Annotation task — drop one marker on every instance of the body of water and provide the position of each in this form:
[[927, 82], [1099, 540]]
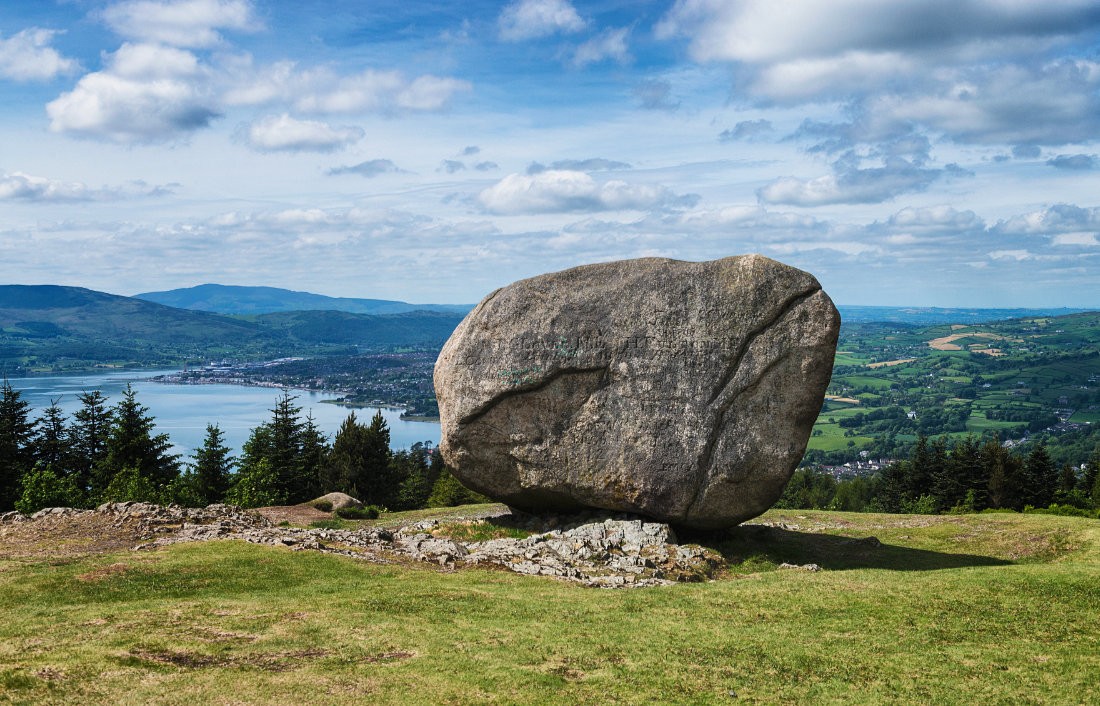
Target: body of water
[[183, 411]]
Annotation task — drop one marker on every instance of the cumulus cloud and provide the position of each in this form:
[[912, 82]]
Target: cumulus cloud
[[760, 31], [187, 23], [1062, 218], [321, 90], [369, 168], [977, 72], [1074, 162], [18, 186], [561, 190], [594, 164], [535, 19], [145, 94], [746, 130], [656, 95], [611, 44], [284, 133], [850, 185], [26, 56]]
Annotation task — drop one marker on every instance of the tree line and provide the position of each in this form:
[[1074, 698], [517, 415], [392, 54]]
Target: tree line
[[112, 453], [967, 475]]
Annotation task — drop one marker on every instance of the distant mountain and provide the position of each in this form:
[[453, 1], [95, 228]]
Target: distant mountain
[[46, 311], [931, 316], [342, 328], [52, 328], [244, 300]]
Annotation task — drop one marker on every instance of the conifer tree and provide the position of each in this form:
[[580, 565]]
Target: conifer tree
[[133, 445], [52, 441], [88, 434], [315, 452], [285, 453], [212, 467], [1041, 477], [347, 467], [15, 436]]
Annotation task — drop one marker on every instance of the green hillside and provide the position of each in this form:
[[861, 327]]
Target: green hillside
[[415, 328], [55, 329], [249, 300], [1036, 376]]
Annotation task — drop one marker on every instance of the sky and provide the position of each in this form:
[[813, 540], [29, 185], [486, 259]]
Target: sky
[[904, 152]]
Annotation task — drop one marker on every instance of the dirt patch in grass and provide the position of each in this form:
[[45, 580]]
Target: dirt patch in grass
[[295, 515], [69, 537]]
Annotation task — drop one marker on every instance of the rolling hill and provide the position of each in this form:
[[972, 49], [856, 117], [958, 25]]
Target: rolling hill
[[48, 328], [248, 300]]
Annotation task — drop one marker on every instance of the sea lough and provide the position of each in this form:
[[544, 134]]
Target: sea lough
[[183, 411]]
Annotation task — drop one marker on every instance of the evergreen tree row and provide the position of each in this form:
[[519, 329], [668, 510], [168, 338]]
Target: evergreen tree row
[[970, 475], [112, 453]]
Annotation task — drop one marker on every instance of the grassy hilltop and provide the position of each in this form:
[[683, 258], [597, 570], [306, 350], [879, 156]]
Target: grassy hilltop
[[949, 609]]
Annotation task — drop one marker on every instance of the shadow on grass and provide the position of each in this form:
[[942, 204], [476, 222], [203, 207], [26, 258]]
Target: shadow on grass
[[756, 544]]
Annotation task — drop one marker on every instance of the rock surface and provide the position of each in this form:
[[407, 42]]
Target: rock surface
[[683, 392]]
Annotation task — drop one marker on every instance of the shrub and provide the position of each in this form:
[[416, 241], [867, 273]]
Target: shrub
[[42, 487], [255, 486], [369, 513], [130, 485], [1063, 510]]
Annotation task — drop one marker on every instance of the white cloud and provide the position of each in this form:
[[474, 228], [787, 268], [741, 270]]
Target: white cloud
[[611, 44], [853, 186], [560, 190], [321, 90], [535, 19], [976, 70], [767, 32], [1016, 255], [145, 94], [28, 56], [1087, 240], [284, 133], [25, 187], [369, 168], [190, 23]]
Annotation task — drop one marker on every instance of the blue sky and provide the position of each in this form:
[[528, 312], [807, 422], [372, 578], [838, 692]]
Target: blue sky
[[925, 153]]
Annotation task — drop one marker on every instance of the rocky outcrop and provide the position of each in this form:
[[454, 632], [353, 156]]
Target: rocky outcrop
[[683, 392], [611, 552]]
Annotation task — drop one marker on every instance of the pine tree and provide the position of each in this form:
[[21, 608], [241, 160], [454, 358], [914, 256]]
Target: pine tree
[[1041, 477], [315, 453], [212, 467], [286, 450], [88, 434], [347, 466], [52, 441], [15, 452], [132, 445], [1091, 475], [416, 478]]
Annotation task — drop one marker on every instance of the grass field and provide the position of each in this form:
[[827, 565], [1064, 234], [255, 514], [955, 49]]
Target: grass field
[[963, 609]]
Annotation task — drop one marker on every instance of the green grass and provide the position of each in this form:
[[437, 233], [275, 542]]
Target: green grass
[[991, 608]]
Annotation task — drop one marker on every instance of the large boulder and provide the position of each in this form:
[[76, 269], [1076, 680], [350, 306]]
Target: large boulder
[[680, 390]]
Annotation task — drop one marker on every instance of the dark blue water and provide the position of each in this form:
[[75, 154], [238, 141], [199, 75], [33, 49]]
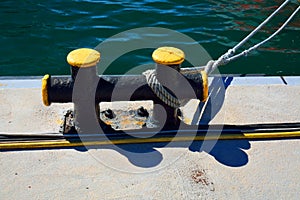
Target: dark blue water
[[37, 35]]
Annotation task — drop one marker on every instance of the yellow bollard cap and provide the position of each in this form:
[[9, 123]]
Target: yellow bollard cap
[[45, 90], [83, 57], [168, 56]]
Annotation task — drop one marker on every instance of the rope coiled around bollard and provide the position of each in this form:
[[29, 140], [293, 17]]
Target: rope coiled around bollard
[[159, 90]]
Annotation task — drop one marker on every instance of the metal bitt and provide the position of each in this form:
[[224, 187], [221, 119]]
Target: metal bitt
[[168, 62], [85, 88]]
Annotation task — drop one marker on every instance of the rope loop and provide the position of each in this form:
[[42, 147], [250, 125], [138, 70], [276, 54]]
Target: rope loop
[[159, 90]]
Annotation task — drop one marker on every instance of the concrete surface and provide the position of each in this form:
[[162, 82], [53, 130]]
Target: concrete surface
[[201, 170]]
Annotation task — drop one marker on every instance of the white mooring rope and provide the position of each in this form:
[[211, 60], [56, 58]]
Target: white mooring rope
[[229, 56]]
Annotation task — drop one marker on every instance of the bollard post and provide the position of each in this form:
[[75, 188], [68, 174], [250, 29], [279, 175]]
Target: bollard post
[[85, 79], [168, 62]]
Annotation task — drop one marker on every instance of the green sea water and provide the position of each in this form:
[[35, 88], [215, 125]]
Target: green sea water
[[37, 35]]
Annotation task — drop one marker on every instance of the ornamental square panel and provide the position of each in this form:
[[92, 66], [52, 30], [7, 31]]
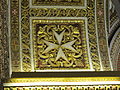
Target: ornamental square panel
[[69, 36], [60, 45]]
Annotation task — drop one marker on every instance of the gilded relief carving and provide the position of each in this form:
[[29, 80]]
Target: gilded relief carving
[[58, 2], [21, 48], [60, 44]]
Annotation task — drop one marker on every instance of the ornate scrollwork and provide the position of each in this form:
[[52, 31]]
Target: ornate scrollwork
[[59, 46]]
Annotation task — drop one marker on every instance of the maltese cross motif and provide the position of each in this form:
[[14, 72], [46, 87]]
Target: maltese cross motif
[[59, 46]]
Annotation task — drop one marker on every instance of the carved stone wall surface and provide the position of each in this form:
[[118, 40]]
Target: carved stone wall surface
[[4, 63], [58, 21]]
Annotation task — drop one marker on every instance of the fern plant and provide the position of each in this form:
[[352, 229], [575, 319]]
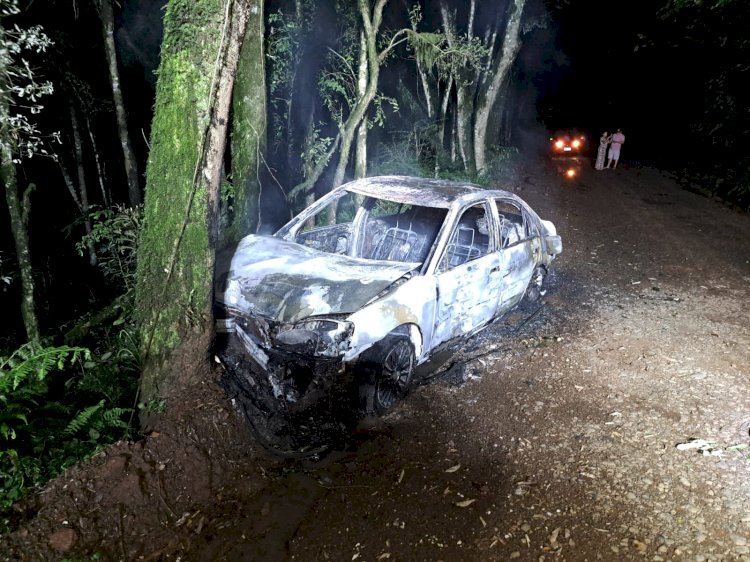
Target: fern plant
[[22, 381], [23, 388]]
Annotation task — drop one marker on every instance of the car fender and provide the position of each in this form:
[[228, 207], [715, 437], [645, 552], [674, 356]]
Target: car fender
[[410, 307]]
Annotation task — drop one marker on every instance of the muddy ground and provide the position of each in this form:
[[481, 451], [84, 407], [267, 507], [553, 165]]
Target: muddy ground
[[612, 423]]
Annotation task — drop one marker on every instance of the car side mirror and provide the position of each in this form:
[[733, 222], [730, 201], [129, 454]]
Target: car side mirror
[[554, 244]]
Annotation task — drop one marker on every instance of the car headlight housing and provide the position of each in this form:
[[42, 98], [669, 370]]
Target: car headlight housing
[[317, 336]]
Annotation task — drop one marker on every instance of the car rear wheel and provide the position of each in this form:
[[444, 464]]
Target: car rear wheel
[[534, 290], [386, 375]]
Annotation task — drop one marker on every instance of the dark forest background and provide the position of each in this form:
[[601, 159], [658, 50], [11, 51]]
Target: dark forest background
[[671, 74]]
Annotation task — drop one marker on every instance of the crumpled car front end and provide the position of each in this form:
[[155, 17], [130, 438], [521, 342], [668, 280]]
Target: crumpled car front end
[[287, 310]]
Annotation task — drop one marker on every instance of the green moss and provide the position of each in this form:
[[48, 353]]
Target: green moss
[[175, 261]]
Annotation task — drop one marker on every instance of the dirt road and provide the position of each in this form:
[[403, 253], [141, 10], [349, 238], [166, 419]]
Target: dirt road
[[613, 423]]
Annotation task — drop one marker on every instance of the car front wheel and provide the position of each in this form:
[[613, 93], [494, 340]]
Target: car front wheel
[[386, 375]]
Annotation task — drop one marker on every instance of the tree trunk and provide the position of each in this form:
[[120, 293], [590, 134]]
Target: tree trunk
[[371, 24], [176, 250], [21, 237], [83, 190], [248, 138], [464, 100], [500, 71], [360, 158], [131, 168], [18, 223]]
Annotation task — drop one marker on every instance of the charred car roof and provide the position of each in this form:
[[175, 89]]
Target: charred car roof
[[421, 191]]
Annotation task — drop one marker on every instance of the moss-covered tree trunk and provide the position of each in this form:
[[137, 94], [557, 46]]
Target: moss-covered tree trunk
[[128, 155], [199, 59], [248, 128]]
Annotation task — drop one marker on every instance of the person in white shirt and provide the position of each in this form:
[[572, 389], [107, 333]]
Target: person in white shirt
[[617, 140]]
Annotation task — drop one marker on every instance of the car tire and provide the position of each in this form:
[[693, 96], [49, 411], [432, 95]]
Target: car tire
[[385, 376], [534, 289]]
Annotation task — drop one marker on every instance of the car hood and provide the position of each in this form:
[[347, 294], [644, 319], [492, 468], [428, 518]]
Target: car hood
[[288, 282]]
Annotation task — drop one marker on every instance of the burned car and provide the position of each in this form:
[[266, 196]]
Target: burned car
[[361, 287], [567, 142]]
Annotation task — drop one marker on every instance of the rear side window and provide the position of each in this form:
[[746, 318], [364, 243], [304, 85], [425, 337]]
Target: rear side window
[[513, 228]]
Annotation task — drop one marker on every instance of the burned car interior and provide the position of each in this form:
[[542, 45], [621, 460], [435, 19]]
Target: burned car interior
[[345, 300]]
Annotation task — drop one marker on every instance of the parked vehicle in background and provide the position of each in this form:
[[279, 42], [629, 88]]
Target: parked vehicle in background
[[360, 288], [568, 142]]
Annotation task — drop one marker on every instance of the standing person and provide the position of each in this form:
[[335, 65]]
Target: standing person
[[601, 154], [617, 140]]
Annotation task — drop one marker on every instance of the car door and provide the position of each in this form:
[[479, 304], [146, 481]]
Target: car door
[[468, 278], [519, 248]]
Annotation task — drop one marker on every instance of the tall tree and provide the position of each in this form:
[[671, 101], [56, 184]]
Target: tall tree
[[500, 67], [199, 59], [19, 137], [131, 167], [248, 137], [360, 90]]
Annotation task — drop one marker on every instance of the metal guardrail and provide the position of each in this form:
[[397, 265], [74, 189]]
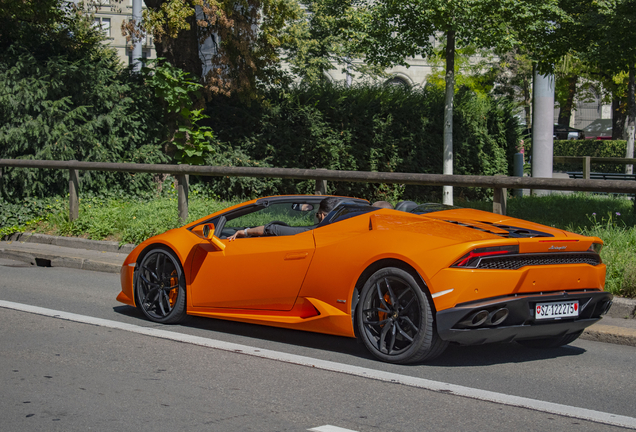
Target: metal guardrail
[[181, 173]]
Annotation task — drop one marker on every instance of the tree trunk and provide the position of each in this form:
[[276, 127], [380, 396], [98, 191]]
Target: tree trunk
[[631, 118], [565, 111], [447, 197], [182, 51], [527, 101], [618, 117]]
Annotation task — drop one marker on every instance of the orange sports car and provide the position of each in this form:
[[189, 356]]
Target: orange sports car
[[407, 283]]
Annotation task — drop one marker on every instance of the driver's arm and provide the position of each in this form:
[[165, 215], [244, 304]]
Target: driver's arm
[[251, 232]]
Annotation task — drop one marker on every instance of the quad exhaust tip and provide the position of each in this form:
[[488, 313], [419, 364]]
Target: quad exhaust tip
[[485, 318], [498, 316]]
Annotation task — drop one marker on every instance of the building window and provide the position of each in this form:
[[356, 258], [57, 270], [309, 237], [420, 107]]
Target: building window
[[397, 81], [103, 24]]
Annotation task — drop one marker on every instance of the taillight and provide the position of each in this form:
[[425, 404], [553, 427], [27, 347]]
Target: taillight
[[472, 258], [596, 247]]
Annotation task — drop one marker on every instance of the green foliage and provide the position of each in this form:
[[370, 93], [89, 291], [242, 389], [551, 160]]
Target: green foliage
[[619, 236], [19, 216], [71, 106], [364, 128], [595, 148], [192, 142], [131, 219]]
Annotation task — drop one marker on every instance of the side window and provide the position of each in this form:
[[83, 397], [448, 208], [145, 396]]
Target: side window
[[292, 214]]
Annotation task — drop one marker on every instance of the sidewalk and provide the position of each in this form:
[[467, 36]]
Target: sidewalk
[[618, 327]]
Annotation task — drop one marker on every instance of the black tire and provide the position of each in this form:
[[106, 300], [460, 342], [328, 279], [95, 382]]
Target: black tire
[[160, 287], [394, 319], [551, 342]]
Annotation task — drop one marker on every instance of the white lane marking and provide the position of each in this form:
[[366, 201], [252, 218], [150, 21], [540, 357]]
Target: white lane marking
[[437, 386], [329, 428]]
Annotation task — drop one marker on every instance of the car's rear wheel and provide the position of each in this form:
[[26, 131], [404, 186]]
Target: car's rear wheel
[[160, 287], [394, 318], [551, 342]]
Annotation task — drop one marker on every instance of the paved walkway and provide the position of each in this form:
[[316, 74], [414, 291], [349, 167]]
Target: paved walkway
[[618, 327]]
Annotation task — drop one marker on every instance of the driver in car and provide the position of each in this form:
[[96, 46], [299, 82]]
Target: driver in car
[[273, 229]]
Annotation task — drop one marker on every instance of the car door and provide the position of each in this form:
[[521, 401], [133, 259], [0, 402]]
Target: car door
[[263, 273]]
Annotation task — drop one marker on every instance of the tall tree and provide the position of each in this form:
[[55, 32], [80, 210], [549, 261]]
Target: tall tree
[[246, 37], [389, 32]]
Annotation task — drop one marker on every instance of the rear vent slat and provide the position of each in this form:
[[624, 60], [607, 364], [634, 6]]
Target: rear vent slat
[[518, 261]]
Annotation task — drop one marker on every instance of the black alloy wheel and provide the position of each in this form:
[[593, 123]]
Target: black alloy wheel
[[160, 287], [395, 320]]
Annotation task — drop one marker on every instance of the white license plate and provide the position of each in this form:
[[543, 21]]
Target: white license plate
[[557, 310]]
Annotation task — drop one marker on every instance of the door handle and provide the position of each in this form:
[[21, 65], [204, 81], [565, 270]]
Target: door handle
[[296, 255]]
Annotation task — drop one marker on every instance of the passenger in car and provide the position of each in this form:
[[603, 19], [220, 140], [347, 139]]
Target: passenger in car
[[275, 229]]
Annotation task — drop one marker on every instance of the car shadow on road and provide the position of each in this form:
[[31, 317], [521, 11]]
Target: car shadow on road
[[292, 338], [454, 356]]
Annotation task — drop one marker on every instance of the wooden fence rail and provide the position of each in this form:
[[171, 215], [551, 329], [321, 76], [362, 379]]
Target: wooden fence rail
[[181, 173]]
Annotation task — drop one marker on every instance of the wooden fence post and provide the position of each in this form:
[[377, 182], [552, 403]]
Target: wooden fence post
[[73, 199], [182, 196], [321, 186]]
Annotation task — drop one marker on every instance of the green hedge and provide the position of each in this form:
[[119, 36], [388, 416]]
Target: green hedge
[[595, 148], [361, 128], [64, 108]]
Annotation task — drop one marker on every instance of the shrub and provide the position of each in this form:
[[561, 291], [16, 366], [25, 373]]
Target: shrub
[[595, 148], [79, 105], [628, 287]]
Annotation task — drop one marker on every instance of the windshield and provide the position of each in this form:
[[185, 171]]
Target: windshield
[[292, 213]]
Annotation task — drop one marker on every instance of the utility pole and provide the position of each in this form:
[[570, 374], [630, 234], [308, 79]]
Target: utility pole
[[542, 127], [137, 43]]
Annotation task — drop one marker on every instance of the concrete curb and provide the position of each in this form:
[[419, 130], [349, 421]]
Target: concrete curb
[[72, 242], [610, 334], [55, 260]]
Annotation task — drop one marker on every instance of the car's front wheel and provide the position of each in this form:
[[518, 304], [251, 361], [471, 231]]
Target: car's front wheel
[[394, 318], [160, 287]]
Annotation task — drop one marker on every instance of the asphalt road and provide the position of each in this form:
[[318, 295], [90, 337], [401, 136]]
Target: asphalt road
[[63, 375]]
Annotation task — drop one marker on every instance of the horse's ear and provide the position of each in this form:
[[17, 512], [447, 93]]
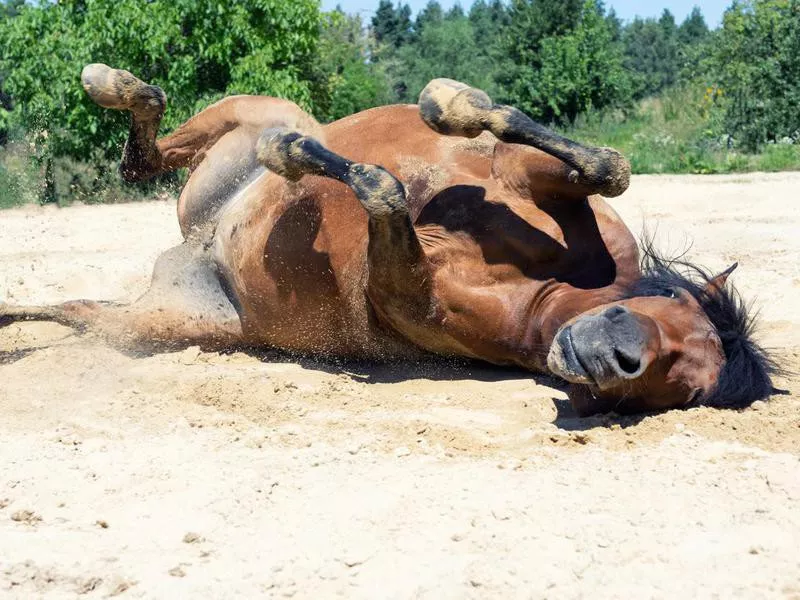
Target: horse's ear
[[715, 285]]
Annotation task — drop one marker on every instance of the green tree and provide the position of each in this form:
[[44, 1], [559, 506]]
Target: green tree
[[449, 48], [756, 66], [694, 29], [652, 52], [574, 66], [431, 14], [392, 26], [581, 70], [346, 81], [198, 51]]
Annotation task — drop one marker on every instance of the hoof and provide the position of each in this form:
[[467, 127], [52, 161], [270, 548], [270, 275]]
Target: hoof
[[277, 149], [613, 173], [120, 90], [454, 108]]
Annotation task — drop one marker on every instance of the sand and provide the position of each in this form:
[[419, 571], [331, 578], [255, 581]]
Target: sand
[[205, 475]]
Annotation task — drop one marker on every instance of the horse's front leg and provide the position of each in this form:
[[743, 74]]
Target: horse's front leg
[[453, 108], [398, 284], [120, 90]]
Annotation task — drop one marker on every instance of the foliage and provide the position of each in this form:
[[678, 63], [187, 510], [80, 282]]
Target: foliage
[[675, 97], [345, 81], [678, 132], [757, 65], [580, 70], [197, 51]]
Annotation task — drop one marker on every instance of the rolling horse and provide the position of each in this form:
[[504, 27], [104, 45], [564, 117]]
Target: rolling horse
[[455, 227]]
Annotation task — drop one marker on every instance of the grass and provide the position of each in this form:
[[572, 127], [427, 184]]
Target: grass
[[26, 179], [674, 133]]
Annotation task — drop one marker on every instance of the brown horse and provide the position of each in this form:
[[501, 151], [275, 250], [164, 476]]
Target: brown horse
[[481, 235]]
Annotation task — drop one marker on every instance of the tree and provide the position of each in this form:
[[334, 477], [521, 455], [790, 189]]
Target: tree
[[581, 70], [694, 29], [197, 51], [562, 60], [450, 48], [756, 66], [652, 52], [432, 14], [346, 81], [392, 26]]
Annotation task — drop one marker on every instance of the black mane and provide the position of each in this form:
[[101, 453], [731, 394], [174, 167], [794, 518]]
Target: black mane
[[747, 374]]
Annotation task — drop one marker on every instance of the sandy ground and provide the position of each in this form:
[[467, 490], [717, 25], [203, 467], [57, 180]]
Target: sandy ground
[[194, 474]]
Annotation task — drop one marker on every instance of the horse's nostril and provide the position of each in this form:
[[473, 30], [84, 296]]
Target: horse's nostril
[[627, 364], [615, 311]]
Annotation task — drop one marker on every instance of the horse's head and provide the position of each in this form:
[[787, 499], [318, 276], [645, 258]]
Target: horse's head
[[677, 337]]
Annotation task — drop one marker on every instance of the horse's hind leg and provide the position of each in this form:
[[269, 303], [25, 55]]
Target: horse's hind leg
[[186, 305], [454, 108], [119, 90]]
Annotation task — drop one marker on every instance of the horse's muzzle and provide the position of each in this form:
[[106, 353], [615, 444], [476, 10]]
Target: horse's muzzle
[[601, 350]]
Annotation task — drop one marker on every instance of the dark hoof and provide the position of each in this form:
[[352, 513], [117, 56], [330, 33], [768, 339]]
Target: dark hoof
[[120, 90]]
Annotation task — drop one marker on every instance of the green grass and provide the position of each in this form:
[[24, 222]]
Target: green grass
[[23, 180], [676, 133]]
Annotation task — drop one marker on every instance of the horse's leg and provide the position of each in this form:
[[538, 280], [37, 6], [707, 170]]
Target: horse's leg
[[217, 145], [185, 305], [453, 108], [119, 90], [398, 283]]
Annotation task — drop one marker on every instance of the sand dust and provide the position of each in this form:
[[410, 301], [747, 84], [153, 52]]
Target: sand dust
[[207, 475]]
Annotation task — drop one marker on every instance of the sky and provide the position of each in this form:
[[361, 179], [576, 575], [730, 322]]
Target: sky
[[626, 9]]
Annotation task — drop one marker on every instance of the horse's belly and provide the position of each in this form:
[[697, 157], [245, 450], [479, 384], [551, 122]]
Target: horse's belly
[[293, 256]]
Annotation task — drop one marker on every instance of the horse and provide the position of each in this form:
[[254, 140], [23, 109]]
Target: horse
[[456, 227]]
-=-=-=-=-
• **Instructions to follow**: Output the material above exactly, but only from the line that carries "of the door" through the line that carries "of the passenger".

• **Response below**:
Annotation task — drop one marker on every instance of the door handle and provide the position of each in this form:
[[21, 65], [204, 81], [565, 270]]
Target: door handle
[[296, 255]]
Annotation task — drop one marker on every instance of the passenger in car and provide the position of each in this form:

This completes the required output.